▸ Given problem 1:
Under the recording-review guidelines, what should a reviewer do with a recording that contains even minor errors?
▸ Given problem 2:
From the recording-review guidelines, return the stretch from "You need to" through "dinosaur of the Triassic.".
▸ Given problem 3:
Supply the next part of the recording-review guidelines, picking up after their last line.

Discussion of new guidelines for recording validation

Michael_Maggs · November 19, 2019, 1:18pm

DRAFT GUIDELINES FOR REVIEWING RECORDINGS

[Edited to include comments up to 2 April 2019]

Problems with the recording

Misreadings

You need to check very carefully that what has been recorded is exactly what has been written - reject if there are even minor errors. Very common mistakes include:

missing out ‘A’ or ‘The’ at the beginning of the recording.
missing an ’s’ at the end of a word.
Reading contractions that aren’t actually there, such as “We’re” instead of “We are”, or vice versa.
Missing the end of the last word by cutting off the recording too quickly.
Taking several attempts to read a word.

For example:

The giant dinosaurs of the Triassic.
Giant dinosaurs of the Triassic.
[‘The’ omitted]
The giant dinosaur of the Triassic.
[Should be ‘dinosaurs’]
The giant dinosaurs of the Triassi-.
[Recording cut off before the end of the last word]
The giant dinosaurs of the Triassic. Yes.

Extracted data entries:
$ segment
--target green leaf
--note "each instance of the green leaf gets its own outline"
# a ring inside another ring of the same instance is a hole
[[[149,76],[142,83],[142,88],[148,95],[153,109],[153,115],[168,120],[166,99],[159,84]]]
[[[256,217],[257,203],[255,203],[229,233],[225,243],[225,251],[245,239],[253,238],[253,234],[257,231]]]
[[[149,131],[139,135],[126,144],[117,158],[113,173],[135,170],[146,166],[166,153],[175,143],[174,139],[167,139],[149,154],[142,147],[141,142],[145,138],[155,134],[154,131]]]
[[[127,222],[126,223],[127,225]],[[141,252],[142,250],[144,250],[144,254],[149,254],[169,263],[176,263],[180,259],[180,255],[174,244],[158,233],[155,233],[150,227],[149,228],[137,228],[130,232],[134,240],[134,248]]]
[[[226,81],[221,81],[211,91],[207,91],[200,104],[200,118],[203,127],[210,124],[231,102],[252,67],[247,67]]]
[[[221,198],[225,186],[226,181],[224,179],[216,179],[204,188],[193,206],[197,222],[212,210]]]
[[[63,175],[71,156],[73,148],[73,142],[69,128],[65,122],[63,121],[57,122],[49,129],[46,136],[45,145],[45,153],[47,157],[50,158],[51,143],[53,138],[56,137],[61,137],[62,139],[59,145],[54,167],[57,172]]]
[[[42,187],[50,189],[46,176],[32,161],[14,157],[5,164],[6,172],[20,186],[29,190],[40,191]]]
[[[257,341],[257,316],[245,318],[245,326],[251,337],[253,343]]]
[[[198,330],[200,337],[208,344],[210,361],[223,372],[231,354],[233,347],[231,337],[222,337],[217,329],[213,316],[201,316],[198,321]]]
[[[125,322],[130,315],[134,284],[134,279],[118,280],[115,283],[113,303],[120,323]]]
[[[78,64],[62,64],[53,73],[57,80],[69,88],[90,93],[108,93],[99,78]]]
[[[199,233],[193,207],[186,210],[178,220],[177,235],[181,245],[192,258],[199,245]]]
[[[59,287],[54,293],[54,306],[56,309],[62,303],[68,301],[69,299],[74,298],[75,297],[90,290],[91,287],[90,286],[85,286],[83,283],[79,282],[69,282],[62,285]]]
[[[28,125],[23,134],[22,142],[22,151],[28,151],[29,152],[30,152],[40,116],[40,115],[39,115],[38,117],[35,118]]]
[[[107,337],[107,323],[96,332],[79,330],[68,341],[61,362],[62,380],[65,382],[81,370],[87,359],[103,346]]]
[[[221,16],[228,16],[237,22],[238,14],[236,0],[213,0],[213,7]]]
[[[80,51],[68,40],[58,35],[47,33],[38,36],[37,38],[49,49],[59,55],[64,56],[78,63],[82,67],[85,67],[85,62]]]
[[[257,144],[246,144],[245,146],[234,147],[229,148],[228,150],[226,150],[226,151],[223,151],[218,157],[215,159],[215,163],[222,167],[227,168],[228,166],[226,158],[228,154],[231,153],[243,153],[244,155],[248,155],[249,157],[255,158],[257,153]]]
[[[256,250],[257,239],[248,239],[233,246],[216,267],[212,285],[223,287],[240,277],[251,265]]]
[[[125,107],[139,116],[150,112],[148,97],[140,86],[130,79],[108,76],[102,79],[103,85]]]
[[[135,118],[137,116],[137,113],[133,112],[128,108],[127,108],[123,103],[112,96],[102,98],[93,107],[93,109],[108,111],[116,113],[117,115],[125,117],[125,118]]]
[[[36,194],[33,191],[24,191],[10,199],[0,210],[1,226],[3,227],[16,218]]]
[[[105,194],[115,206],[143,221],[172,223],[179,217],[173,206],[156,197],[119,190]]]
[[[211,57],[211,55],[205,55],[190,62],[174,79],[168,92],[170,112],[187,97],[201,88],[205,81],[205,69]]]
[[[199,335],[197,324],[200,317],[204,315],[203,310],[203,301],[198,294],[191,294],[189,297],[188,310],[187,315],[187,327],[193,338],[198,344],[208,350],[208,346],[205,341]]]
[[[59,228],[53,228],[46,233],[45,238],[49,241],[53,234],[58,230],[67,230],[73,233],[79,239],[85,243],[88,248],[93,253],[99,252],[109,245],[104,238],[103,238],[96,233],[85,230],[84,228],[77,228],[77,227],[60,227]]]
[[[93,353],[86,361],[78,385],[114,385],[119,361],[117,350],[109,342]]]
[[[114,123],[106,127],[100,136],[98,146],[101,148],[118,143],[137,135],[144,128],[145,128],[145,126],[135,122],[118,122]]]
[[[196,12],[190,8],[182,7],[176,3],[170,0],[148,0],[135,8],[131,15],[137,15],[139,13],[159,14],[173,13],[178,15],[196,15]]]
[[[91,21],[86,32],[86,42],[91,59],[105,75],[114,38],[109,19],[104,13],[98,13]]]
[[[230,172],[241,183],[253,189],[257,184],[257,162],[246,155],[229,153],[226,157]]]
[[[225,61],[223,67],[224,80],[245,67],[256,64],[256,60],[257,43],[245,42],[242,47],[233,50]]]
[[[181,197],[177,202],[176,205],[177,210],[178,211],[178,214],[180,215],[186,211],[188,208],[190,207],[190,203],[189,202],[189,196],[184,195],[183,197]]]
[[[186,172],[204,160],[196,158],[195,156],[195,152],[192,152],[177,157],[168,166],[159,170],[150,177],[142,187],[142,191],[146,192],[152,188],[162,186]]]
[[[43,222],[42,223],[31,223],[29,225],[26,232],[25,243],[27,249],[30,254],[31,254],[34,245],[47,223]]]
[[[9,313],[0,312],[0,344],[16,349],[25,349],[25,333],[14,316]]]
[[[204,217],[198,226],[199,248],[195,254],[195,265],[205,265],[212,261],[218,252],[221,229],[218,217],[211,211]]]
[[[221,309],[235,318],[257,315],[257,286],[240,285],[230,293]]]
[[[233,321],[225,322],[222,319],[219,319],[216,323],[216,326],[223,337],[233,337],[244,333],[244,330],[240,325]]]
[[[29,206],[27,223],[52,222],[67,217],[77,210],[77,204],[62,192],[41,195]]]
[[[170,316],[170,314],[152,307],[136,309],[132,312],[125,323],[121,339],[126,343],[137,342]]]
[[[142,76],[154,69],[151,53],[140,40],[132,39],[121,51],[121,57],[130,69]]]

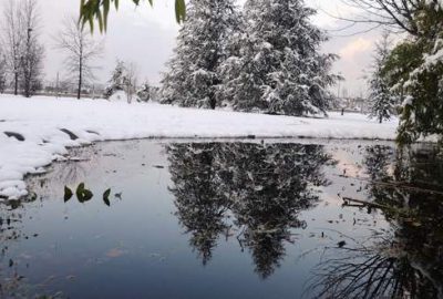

▸ Written reply 1:
Reject it.

▸ Written reply 2:
You need to check very carefully that what has been recorded is exactly what has been written - reject if there are even minor errors. Very common mistakes include:

missing out ‘A’ or ‘The’ at the beginning of the recording.
missing an ’s’ at the end of a word.
Reading contractions that aren’t actually there, such as “We’re” instead of “We are”, or vice versa.
Missing the end of the last word by cutting off the recording too quickly.
Taking several attempts to read a word.

For example:

The giant dinosaurs of the Triassic.
Giant dinosaurs of the Triassic.
[‘The’ omitted]
The giant dinosaur of the Triassic.

▸ Written reply 3:
[More has been recorded than the required text]
The giant dinosaurs of the Tri- Triassic.
[The first ’Tri-‘ is not in the written text]
We are going out to get coffee.
We’re going out to get coffee.
[Should be “We are”]
We are going out to get a coffee.
[No ‘a’ in the original text]

Varying pronunciations

Be cautious before rejecting a clip on the ground that the reader has mispronounced a word, has put the stress in the wrong place, or has apparently ignored a question mark. There are a wide variety of pronunciations in use around the world, some of which you may not have heard in your local community. Please provide a margin of appreciation for those who may speak differently from you.

On the other hand, if you think that the reader has probably never come across the word before, and is simply making an incorrect guess at the pronunciation, please reject. If you are unsure, use the skip button.

On his head he wore a beret.
[‘Beret’ is OK whether with stress on the first syllable (UK) or the second (US)]
His hand was rais-ed.
[‘Raised’ in English is always pronounced as one syllable, not two]

Background noise

We want the machine learning algorithms to able to handle a variety of background noise, and even relatively loud noises can be accepted provided that they don’t prevent you from hearing the entirety of the text. Quiet background music is OK; music loud enough to prevent you from hearing each and every word is not.

{Sneeze} The giant dinosaurs of the {cough} Triassic.
The giant dino {cough} the Triassic.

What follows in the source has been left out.